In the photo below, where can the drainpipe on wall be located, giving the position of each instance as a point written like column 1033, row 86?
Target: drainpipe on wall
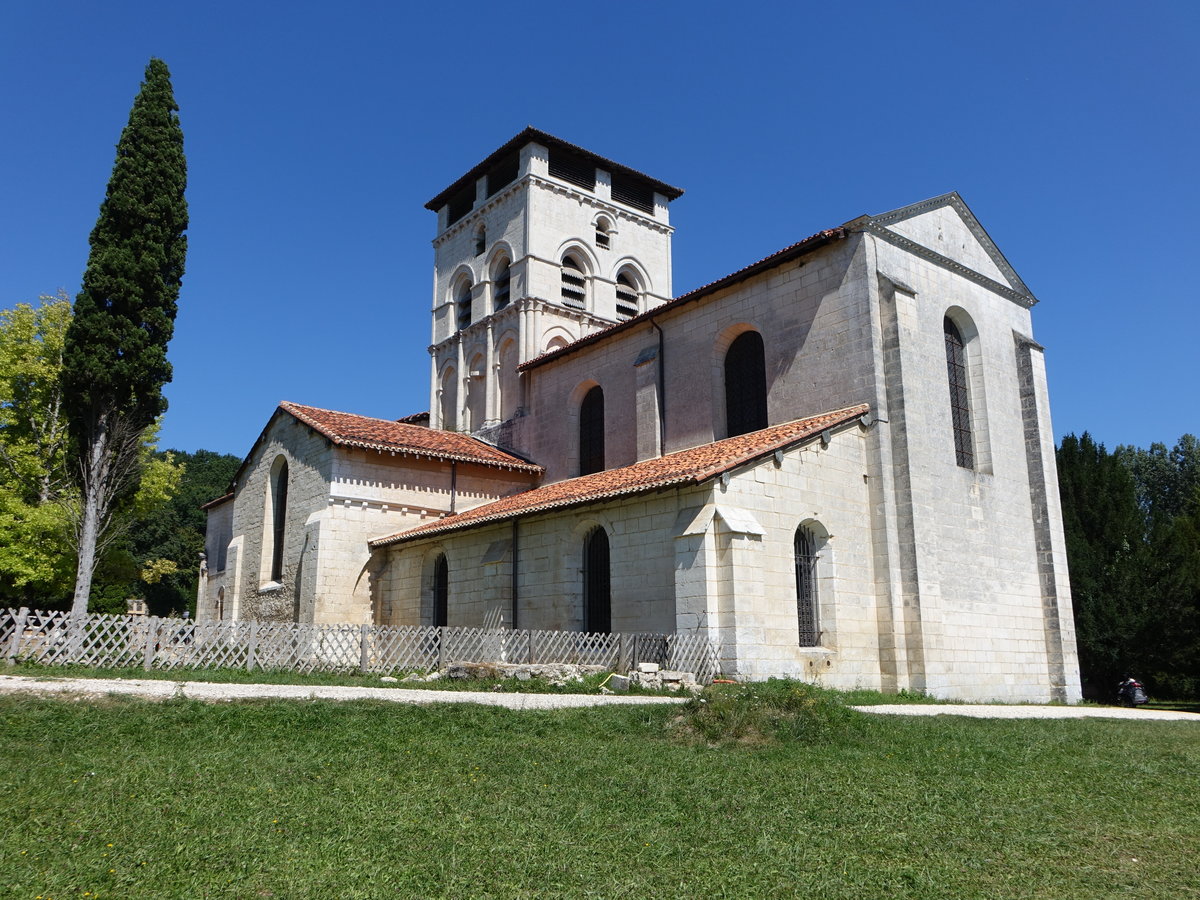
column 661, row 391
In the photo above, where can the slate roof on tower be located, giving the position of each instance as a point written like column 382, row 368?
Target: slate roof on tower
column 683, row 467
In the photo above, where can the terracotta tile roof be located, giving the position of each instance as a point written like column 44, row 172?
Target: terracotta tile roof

--

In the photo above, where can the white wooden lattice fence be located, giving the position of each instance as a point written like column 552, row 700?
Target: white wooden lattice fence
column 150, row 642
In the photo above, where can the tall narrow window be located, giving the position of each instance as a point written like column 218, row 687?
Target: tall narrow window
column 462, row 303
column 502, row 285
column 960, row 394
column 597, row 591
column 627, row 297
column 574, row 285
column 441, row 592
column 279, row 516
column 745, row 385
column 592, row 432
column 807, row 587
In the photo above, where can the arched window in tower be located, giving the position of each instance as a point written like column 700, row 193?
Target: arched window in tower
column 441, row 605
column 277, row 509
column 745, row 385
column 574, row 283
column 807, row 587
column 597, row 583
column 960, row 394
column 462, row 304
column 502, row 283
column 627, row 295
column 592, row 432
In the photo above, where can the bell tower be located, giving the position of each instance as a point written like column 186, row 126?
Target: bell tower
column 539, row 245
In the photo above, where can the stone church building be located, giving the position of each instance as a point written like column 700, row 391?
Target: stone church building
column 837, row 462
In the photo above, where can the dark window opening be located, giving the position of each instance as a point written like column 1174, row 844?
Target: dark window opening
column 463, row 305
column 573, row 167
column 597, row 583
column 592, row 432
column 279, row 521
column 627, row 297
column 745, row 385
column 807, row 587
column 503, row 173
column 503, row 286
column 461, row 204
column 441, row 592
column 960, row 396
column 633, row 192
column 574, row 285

--- Task brief ---
Please arrange the lines of the records as a numbered list, beginning at the line that has "In the photo above, where can the slate" and stopping after the line that has "column 683, row 467", with any blank lines left out.

--- Answer to this exercise ---
1. In the photo above, where can the slate roof on tower be located, giving the position of each instance as a point written like column 382, row 368?
2. Target: slate roof on tower
3. column 683, row 467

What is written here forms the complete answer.